— Start of Raw records —

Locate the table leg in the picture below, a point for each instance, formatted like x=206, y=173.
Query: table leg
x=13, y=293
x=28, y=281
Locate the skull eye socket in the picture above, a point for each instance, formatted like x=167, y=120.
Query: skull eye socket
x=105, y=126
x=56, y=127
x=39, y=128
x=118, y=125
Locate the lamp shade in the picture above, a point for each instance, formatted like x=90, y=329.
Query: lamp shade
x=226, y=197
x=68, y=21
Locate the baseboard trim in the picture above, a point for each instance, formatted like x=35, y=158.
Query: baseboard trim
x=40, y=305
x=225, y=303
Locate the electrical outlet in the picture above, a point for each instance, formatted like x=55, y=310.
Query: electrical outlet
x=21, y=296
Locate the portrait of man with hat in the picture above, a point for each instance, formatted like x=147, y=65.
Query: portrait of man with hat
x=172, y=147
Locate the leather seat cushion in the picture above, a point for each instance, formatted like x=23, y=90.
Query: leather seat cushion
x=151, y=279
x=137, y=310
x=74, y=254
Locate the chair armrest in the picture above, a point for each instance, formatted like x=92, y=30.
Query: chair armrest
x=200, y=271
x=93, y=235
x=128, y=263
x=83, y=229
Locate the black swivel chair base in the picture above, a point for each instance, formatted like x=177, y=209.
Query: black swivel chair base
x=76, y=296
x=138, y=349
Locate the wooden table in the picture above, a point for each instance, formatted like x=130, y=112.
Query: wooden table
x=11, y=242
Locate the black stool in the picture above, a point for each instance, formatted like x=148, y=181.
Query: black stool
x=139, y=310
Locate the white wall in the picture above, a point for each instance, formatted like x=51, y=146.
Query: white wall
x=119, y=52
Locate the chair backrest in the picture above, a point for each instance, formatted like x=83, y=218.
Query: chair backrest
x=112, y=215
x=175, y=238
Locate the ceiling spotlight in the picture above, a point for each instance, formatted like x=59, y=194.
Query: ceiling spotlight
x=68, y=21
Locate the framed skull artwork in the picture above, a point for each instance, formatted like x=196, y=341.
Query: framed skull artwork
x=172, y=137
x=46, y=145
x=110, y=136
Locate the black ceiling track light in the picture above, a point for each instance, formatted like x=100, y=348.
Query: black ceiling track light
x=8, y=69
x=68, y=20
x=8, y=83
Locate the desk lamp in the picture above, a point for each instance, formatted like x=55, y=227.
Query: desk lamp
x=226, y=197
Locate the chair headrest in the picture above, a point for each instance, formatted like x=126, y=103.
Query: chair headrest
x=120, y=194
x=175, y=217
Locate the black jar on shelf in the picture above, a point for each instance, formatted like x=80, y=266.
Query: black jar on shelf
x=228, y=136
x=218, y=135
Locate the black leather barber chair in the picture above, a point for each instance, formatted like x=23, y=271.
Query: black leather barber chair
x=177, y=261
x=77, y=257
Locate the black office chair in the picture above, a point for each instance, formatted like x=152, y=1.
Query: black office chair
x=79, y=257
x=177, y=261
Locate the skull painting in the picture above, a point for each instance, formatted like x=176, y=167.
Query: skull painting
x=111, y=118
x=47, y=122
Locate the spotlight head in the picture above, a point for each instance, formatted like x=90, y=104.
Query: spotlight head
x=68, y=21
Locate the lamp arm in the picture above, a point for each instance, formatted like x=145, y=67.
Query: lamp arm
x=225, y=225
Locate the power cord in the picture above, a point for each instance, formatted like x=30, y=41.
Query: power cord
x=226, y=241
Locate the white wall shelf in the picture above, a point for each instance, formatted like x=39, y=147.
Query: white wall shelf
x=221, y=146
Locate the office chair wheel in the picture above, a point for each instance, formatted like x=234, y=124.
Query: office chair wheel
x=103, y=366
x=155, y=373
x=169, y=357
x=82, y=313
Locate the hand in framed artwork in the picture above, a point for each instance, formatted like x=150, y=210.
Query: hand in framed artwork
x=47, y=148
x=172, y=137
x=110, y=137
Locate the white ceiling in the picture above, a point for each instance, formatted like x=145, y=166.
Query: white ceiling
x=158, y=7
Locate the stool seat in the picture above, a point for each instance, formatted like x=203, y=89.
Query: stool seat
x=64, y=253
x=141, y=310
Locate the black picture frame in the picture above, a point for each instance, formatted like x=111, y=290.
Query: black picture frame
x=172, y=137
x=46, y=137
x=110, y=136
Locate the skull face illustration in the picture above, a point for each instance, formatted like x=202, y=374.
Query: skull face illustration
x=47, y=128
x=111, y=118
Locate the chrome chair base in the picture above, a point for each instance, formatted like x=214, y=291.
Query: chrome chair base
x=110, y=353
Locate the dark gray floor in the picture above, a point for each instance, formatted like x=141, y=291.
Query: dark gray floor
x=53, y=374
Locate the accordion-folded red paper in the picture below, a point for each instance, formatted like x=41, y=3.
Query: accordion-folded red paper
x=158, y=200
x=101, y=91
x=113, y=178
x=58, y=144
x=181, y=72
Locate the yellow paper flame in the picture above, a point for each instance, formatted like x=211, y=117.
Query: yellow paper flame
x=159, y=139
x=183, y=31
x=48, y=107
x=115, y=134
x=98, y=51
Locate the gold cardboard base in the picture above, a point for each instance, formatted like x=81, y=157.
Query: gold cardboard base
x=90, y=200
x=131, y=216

— End of Raw records —

== Instructions to follow ==
Reproduce all of the rows above, replacing "formatted like" with "in the format" wherever it occurs and leaving everything else unchanged.

== Result of this task ==
Locate the table leg in the picture below, a point for each instance, in the format x=206, y=173.
Query: table leg
x=13, y=293
x=28, y=281
Locate the skull eye socket in the picture above, a point for each instance, in the format x=167, y=120.
Query: skull eye socket
x=105, y=126
x=56, y=127
x=39, y=128
x=118, y=125
Locate the lamp shade in the picture above, a point for each instance, in the format x=90, y=329.
Query: lamp shade
x=226, y=197
x=68, y=21
Locate the baseboard trim in the picture above, a point for each instance, in the format x=35, y=158.
Query: baseboard trim
x=40, y=305
x=225, y=303
Locate the electrical outlet in the picture above, a point for each instance, in the format x=55, y=310.
Query: electrical outlet
x=21, y=296
Locate the portrait of man with hat in the picture above, a point for each instance, in the format x=147, y=65.
Query: portrait of man with hat
x=172, y=147
Locate the leather seat cushion in the picture above, a point for each instance, in the format x=23, y=90.
Query: leather seat cushion
x=151, y=279
x=137, y=310
x=74, y=254
Locate the chair armrest in the picture above, a point for each instance, in the format x=92, y=30.
Query: chair armrest
x=200, y=271
x=93, y=235
x=128, y=263
x=83, y=229
Locate the black swivel chair base in the picture above, a point for each instance, in the format x=177, y=209.
Query: black swivel chair base
x=76, y=296
x=138, y=349
Locate the wooden table in the picture above, a point for each instance, in the format x=130, y=112.
Query: wooden table
x=11, y=242
Locate the black stool in the picture above, a point for each instance, in the format x=148, y=181.
Query: black stool
x=139, y=310
Locate the white wall in the picture above, a point for each instance, in the format x=51, y=146.
Query: white wall
x=119, y=52
Locate the chair backrest in the picture above, a point for each instance, in the format x=83, y=218.
Query: chair backrest
x=112, y=215
x=175, y=238
Locate the ceiling spotlight in the picture above, a point for each instance, in the format x=59, y=194.
Query: ceiling spotlight
x=68, y=21
Locate the framed skull artwork in the picture above, a point for each instance, in the format x=196, y=341.
Query: framed skull artwork
x=172, y=137
x=46, y=145
x=110, y=136
Locate the black ceiling track light in the picture above, a point for each instance, in the format x=100, y=348.
Query: black ceiling track light
x=8, y=69
x=68, y=20
x=8, y=83
Locate the desk lamp in the picture above, a point for each instance, in the format x=55, y=227.
Query: desk lamp
x=226, y=197
Locate the chair headrest in the picture above, a point for each instance, in the format x=126, y=103.
Query: chair headrest
x=120, y=194
x=175, y=217
Locate the black jar on shelf in the picture above, a point for each instance, in the format x=80, y=266.
Query: black jar on shelf
x=228, y=136
x=218, y=135
Locate the black leather barber chair in the picture above, a point for each instance, in the format x=23, y=271.
Query: black leather barber chair
x=177, y=261
x=77, y=257
Locate the black office chair in the picture above, a point for each instance, in the format x=152, y=1.
Query: black office chair
x=79, y=257
x=177, y=261
Locate the skull painting in the picture above, a point for each instance, in the format x=176, y=167.
Query: skull painting
x=111, y=118
x=47, y=122
Locate the spotlight head in the picture above, a point for each instance, in the format x=90, y=104.
Query: spotlight head
x=68, y=21
Locate the lamp arm in the picture above, a point for each instance, in the format x=145, y=67.
Query: lamp arm
x=225, y=225
Locate the power cord in the picture above, a point for each instance, in the format x=30, y=41.
Query: power cord
x=226, y=241
Locate the white wall shelf in the picture above, a point for each instance, in the format x=39, y=147.
Query: white wall shelf
x=221, y=146
Locate the office chair wheel in the picture above, a point for each instance, in the format x=234, y=124.
Query: office chair wheel
x=103, y=366
x=155, y=373
x=169, y=357
x=82, y=313
Locate the hand in framed artwork in the picture above, a point for each instance, in the format x=150, y=210.
Query: hand in framed artwork
x=47, y=148
x=172, y=137
x=110, y=137
Locate the white ceiling in the picture above, a point for each instance, in the format x=145, y=166.
Query: white ceiling
x=158, y=7
Locate the stool seat in the picture above, a point for each instance, in the format x=203, y=89.
Query: stool seat
x=64, y=253
x=141, y=310
Locate the black picture frame in the picture above, a point for each instance, in the format x=111, y=290.
Query: black picture frame
x=172, y=137
x=46, y=137
x=110, y=136
Locate the skull face illustration in the picture above, a point for each instance, in the format x=202, y=374.
Query: skull face illustration
x=47, y=128
x=111, y=118
Locate the chrome chair base in the picture above, a point for each instance, in the format x=214, y=291.
Query: chrome chair base
x=110, y=353
Locate the dark gray floor in the picture above, a point for each instance, in the format x=141, y=291.
Query: dark gray floor
x=53, y=374
Locate the accordion-folded red paper in the picture below, a point for each instance, in the format x=41, y=3.
Query: accordion-folded red paper
x=158, y=200
x=101, y=91
x=113, y=178
x=58, y=144
x=181, y=72
Locate the yellow paper flame in the picture above, a point for each instance, in the format x=211, y=117.
Query: yellow paper flame
x=159, y=139
x=183, y=31
x=48, y=107
x=115, y=134
x=98, y=51
Locate the gold cardboard base in the picture above, a point for each instance, in the format x=81, y=157.
Query: gold cardboard base
x=90, y=200
x=131, y=216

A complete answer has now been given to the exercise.